[Phrase grounding data]
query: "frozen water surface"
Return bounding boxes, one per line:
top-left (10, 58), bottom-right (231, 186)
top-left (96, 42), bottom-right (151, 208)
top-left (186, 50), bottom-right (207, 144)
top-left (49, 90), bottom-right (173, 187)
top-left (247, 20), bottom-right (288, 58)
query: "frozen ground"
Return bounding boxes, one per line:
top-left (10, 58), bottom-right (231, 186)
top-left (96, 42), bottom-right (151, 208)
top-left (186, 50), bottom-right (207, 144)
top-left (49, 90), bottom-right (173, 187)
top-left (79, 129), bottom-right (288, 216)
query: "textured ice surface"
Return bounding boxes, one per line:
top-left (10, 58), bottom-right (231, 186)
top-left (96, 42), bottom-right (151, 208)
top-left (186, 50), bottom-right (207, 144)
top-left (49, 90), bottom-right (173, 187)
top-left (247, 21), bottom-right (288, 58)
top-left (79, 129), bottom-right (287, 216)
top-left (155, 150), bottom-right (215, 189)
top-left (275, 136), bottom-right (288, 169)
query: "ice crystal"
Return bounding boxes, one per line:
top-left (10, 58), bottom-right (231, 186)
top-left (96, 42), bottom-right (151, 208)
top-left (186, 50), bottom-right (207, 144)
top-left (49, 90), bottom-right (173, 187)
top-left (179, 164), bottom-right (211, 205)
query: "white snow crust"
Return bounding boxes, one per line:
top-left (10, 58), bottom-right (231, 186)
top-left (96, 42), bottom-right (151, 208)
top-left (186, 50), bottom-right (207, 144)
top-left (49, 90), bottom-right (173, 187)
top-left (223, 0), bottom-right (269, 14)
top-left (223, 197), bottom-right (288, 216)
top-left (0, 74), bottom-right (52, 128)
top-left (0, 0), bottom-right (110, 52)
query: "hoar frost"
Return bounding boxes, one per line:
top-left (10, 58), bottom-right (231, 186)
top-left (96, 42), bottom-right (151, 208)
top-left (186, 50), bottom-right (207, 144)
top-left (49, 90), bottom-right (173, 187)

** What to work on **
Word for word, repeat every entry listed above.

** Finished exercise **
query: "frozen water surface"
Return bounding boxes, one per line:
top-left (10, 58), bottom-right (231, 186)
top-left (96, 42), bottom-right (151, 208)
top-left (186, 50), bottom-right (207, 144)
top-left (49, 90), bottom-right (173, 187)
top-left (247, 20), bottom-right (288, 58)
query: "frozen ground"
Return bounding boxes, one per line:
top-left (10, 58), bottom-right (231, 186)
top-left (96, 42), bottom-right (151, 208)
top-left (186, 50), bottom-right (207, 144)
top-left (49, 90), bottom-right (173, 187)
top-left (79, 129), bottom-right (288, 216)
query: "textured ice surface"
Return bounding boxes, one per line:
top-left (10, 58), bottom-right (231, 186)
top-left (96, 42), bottom-right (151, 208)
top-left (186, 50), bottom-right (207, 144)
top-left (49, 90), bottom-right (173, 187)
top-left (247, 21), bottom-right (288, 58)
top-left (79, 129), bottom-right (287, 216)
top-left (155, 150), bottom-right (215, 189)
top-left (275, 136), bottom-right (288, 169)
query: "ice crystal"
Return bounding boxes, one per line:
top-left (10, 58), bottom-right (231, 186)
top-left (96, 42), bottom-right (151, 208)
top-left (186, 50), bottom-right (207, 144)
top-left (49, 90), bottom-right (173, 187)
top-left (179, 164), bottom-right (211, 205)
query: "white snow crust"
Return bounding boxes, one per line:
top-left (10, 58), bottom-right (231, 186)
top-left (96, 42), bottom-right (151, 208)
top-left (186, 50), bottom-right (207, 144)
top-left (49, 90), bottom-right (173, 187)
top-left (223, 0), bottom-right (269, 14)
top-left (223, 197), bottom-right (288, 216)
top-left (0, 74), bottom-right (52, 128)
top-left (0, 0), bottom-right (110, 52)
query: "hoar frost"
Return bounding boxes, one per line:
top-left (10, 58), bottom-right (231, 186)
top-left (96, 42), bottom-right (151, 208)
top-left (186, 50), bottom-right (207, 144)
top-left (49, 90), bottom-right (173, 187)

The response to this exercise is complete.